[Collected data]
+ + + + +

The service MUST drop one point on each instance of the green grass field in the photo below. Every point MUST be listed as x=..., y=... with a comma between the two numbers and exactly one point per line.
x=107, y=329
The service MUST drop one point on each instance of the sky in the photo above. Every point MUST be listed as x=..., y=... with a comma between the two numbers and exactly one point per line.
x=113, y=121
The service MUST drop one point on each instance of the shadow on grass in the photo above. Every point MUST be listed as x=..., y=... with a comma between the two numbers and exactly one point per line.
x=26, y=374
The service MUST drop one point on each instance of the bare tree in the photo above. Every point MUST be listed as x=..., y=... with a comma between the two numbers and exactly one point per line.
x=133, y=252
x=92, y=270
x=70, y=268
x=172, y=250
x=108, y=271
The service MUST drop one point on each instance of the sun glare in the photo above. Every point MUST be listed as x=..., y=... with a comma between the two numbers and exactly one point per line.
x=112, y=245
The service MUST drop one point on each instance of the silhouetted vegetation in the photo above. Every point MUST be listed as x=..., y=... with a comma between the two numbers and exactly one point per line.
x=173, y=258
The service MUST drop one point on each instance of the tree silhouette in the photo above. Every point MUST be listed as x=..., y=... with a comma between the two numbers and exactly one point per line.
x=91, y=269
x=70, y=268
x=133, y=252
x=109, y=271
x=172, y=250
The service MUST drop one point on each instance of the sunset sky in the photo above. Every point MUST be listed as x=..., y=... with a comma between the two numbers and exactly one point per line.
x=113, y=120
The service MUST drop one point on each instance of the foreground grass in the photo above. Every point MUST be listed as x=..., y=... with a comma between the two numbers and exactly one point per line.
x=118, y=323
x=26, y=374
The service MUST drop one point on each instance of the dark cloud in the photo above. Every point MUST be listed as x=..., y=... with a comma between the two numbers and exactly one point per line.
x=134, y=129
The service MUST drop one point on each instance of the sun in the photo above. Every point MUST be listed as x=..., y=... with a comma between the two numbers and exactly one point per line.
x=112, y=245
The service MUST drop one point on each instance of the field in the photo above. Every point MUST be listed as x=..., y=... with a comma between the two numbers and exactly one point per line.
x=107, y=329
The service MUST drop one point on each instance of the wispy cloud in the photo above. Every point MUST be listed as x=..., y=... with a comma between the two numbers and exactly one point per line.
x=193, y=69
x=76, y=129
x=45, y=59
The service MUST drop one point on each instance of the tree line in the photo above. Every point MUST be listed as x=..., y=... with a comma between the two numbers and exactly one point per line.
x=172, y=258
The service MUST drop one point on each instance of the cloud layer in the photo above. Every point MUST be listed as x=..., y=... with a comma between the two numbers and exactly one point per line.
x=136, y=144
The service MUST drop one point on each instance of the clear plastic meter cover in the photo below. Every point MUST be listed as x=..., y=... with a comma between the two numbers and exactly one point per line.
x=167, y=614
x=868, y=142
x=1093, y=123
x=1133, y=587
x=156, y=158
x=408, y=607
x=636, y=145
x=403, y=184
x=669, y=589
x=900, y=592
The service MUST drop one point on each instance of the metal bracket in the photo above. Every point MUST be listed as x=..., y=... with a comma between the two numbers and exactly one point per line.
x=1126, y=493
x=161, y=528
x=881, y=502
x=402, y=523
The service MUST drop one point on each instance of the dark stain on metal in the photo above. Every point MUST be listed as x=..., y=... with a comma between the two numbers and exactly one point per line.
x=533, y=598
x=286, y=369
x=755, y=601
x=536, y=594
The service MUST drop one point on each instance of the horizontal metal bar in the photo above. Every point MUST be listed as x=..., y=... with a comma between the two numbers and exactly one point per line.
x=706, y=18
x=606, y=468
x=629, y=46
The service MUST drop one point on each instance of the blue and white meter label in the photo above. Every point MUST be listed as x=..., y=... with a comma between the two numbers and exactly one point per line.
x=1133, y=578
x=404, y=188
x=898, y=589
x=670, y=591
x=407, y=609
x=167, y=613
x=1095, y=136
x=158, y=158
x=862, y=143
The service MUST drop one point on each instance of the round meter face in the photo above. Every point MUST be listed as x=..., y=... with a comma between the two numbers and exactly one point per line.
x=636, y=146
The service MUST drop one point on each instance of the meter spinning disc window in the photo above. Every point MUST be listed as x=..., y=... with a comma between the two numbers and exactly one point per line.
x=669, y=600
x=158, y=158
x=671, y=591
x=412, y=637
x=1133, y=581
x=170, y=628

+ + + + +

* What is needed *
Reproduce the stretch from the line containing "of the bare" through the line containing "x=108, y=271", swapping "bare tree" for "leafless tree" and keeping everything else the same.

* Response to this task *
The service MUST drop one point on each instance of the leafless tree in the photo above. Every point MUST be listed as x=..., y=... with a comma between the two numbers and exactly one point per line.
x=133, y=252
x=92, y=270
x=70, y=268
x=172, y=250
x=108, y=271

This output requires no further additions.